» Task instructions
Return every line in the items below that contains the string "gravel". Case counts.

Data entries:
^^^^^^^^
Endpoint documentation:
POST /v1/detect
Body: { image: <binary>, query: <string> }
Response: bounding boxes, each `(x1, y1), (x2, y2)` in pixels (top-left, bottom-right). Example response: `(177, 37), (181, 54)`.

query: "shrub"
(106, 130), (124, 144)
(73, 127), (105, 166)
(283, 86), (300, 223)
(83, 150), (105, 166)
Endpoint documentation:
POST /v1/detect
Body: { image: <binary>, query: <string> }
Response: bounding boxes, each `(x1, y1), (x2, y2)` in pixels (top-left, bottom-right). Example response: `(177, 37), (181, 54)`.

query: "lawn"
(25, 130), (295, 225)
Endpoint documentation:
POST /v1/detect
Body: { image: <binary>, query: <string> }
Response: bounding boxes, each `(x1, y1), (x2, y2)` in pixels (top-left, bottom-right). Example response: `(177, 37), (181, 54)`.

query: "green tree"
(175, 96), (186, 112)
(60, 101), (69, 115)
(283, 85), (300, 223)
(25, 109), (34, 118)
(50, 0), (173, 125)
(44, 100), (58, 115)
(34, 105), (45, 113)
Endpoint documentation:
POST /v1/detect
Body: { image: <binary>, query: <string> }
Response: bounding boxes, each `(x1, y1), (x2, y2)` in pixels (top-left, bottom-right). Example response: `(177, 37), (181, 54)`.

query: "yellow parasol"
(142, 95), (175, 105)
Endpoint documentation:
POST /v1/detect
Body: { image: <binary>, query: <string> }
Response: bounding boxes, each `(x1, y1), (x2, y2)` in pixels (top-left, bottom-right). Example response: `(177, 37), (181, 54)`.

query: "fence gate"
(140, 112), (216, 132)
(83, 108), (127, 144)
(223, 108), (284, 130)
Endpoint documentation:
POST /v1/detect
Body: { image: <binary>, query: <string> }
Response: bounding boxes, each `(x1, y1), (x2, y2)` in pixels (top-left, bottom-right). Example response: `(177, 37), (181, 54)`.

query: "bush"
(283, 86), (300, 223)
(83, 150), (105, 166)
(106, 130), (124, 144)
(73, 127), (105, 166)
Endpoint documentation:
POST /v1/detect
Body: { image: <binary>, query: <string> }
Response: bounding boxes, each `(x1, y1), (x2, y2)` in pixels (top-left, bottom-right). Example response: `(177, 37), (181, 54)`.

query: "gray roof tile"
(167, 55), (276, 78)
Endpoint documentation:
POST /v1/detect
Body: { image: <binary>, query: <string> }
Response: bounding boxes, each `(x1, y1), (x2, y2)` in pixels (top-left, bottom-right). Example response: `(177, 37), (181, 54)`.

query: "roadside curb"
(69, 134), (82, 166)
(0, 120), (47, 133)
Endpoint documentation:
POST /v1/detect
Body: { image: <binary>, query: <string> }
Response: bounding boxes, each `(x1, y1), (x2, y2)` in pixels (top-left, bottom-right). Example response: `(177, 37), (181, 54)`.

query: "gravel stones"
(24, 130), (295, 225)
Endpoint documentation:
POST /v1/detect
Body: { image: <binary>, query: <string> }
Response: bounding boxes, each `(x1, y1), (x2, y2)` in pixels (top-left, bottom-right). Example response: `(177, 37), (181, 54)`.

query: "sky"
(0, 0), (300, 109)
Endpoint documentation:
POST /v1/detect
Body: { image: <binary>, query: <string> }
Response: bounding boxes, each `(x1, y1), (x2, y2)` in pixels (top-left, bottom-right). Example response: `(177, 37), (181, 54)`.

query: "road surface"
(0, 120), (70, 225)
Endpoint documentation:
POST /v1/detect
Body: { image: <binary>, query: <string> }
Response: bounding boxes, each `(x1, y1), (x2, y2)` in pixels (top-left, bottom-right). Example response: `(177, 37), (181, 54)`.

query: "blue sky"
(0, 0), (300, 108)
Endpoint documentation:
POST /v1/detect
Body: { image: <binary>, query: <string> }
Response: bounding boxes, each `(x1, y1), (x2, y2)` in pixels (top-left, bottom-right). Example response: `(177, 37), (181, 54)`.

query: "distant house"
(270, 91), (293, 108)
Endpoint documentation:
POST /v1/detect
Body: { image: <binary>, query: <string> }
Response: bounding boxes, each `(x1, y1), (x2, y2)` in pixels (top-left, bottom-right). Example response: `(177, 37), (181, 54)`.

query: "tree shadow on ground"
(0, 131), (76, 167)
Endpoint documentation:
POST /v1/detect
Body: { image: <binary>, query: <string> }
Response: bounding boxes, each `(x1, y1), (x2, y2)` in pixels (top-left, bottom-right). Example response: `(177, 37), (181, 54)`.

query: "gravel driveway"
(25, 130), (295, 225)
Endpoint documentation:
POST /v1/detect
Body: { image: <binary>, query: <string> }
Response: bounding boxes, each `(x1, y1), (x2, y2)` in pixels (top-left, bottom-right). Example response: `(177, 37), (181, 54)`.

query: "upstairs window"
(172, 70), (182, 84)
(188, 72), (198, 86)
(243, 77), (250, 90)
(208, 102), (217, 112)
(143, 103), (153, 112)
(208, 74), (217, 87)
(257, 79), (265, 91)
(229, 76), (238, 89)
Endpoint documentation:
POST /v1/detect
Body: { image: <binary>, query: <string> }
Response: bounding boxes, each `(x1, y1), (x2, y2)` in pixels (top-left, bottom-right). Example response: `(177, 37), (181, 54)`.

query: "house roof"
^^^^^^^^
» Written response
query: "gravel stones"
query: "gravel driveway"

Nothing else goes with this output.